[[ Entries supplied, beginning ]]
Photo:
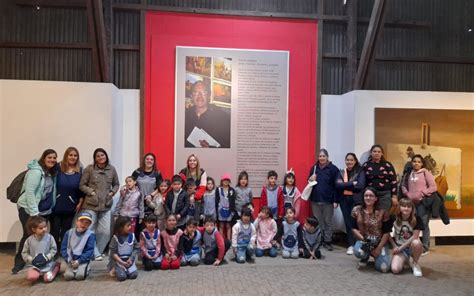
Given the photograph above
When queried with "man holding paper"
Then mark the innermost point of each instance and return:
(206, 125)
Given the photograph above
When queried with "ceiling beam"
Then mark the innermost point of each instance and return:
(318, 16)
(45, 45)
(374, 33)
(93, 40)
(101, 40)
(97, 39)
(52, 3)
(351, 35)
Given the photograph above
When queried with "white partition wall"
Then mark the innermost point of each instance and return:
(348, 125)
(36, 115)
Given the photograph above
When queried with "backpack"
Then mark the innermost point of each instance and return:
(14, 190)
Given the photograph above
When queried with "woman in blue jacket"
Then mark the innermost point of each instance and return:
(350, 183)
(323, 195)
(37, 197)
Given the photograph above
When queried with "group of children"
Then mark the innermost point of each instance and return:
(185, 231)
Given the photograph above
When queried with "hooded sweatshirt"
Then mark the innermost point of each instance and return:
(33, 189)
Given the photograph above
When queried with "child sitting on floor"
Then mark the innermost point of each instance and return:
(131, 203)
(150, 244)
(190, 243)
(310, 240)
(214, 244)
(244, 236)
(170, 244)
(289, 232)
(39, 251)
(266, 229)
(77, 248)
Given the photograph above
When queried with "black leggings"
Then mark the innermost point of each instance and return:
(60, 223)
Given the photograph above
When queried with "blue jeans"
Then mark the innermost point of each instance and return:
(270, 252)
(347, 203)
(424, 214)
(244, 252)
(191, 259)
(382, 262)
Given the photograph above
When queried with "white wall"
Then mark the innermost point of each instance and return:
(36, 115)
(348, 125)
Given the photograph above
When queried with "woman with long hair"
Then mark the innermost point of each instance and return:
(380, 175)
(418, 186)
(193, 170)
(37, 196)
(99, 182)
(69, 197)
(350, 183)
(372, 230)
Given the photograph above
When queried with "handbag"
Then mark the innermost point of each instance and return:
(442, 182)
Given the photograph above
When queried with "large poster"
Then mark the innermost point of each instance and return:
(232, 110)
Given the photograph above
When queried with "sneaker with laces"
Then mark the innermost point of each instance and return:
(362, 263)
(99, 258)
(417, 270)
(16, 269)
(350, 250)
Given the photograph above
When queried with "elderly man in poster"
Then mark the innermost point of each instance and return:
(206, 125)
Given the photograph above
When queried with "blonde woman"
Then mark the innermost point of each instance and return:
(193, 170)
(69, 197)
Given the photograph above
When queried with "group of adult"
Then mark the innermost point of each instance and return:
(374, 186)
(58, 191)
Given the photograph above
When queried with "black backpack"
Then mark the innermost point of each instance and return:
(14, 190)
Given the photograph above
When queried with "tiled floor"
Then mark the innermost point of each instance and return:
(448, 270)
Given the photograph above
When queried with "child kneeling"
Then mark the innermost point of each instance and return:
(170, 238)
(406, 242)
(77, 248)
(150, 244)
(266, 229)
(190, 243)
(215, 246)
(123, 250)
(39, 251)
(290, 233)
(244, 236)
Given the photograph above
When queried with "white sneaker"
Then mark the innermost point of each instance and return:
(362, 264)
(417, 270)
(350, 250)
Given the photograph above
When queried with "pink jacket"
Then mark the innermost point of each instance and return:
(419, 185)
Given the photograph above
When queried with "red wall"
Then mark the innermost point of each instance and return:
(164, 31)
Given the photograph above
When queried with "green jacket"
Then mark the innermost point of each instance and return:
(33, 188)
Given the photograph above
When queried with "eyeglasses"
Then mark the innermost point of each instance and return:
(202, 93)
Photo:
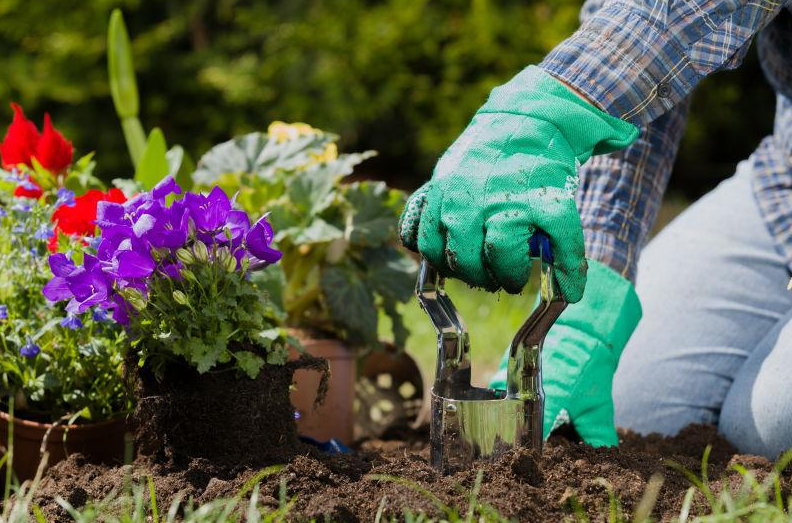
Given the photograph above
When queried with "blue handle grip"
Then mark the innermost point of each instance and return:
(539, 242)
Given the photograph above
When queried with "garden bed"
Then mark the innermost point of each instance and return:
(352, 487)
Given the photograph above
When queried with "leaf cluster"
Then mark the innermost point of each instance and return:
(340, 264)
(77, 371)
(212, 316)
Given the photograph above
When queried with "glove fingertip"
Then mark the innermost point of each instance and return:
(410, 218)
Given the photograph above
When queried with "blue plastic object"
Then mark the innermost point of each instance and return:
(331, 446)
(539, 242)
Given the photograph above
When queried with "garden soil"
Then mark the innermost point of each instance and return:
(521, 485)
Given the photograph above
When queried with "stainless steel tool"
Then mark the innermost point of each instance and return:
(468, 422)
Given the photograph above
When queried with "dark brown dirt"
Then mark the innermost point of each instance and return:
(217, 416)
(520, 486)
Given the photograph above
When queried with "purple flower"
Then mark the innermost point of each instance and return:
(258, 241)
(209, 213)
(44, 233)
(65, 197)
(135, 264)
(27, 184)
(139, 241)
(71, 322)
(99, 315)
(29, 349)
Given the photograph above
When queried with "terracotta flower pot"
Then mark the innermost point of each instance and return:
(100, 442)
(335, 417)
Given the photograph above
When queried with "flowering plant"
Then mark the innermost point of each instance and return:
(340, 262)
(53, 363)
(40, 162)
(177, 276)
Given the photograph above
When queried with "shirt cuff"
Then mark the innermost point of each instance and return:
(623, 63)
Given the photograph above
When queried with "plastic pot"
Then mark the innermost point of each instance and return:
(99, 442)
(335, 417)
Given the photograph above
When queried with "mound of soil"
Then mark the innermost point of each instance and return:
(217, 416)
(352, 487)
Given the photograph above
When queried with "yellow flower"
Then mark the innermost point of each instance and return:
(283, 131)
(328, 155)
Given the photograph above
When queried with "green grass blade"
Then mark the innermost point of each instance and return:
(153, 500)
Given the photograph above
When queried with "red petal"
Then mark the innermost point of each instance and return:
(80, 218)
(20, 140)
(28, 193)
(54, 152)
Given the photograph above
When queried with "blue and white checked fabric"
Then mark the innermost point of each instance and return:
(639, 61)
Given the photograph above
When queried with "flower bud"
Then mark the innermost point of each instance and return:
(181, 298)
(185, 256)
(200, 251)
(225, 259)
(135, 298)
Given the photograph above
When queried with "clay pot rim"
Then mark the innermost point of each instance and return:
(338, 349)
(72, 428)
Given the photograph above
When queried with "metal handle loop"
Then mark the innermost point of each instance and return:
(453, 342)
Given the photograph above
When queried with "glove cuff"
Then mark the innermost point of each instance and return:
(609, 311)
(587, 129)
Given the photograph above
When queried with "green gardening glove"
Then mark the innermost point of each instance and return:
(580, 356)
(511, 172)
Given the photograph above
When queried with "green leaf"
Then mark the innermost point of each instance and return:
(390, 272)
(80, 177)
(153, 165)
(271, 280)
(375, 212)
(351, 304)
(180, 166)
(318, 232)
(249, 363)
(311, 191)
(258, 154)
(121, 68)
(400, 331)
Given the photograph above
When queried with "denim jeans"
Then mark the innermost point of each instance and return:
(715, 342)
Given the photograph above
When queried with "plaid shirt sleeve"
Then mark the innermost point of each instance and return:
(638, 59)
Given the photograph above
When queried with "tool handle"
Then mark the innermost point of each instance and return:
(539, 244)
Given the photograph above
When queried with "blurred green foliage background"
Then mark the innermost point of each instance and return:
(399, 76)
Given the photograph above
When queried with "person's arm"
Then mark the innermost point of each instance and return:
(636, 60)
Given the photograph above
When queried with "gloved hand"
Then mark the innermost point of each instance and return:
(512, 171)
(580, 355)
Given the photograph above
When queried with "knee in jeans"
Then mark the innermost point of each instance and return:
(758, 424)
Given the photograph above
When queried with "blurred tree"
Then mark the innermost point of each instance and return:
(400, 76)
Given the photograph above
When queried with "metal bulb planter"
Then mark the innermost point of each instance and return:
(470, 423)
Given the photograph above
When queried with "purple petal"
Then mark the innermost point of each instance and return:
(57, 289)
(143, 225)
(133, 264)
(109, 213)
(172, 271)
(258, 241)
(238, 223)
(120, 308)
(61, 265)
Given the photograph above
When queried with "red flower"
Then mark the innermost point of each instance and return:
(29, 189)
(79, 219)
(53, 151)
(23, 142)
(20, 141)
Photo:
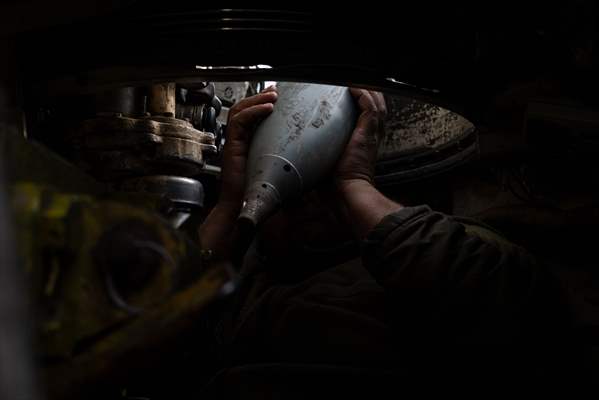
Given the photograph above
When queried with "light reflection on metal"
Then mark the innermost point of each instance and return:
(224, 67)
(393, 80)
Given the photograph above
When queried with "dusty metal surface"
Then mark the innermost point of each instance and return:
(413, 126)
(297, 145)
(422, 140)
(114, 147)
(162, 99)
(109, 281)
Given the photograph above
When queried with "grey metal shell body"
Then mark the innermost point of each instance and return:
(297, 145)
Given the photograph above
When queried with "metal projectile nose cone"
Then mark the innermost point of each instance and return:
(261, 201)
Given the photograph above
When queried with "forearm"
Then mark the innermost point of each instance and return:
(364, 206)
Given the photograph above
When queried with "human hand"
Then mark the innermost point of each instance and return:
(244, 116)
(357, 162)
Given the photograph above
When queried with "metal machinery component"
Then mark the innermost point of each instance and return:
(295, 146)
(422, 140)
(108, 281)
(144, 140)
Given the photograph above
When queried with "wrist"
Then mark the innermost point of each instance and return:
(346, 188)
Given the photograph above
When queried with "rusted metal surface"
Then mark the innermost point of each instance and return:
(296, 146)
(161, 99)
(110, 281)
(116, 147)
(413, 126)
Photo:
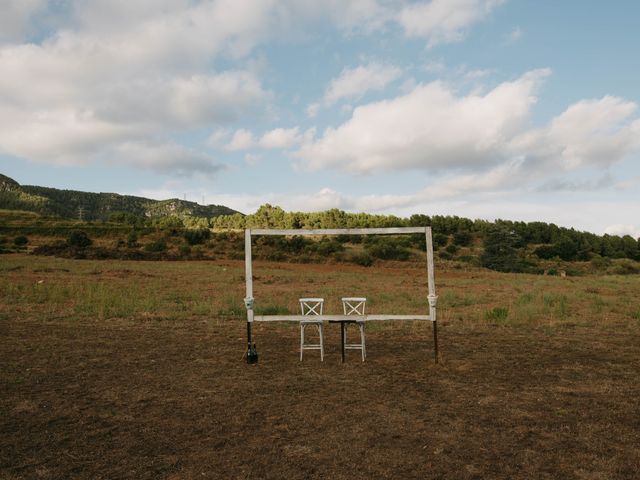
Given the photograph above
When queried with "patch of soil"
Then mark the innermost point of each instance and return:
(138, 400)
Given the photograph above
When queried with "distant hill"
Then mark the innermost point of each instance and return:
(96, 206)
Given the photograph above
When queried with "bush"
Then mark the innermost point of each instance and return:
(462, 238)
(20, 241)
(440, 240)
(500, 252)
(157, 246)
(545, 252)
(197, 237)
(452, 248)
(388, 248)
(132, 239)
(626, 267)
(78, 238)
(362, 258)
(497, 314)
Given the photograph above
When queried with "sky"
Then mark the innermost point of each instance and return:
[[ Entries supplied, end ]]
▶ **Task objective**:
For this exercise, return every line from the data that holds the string "purple".

▶ **Written solution**:
When queried with "purple flower"
When queried with "purple petal"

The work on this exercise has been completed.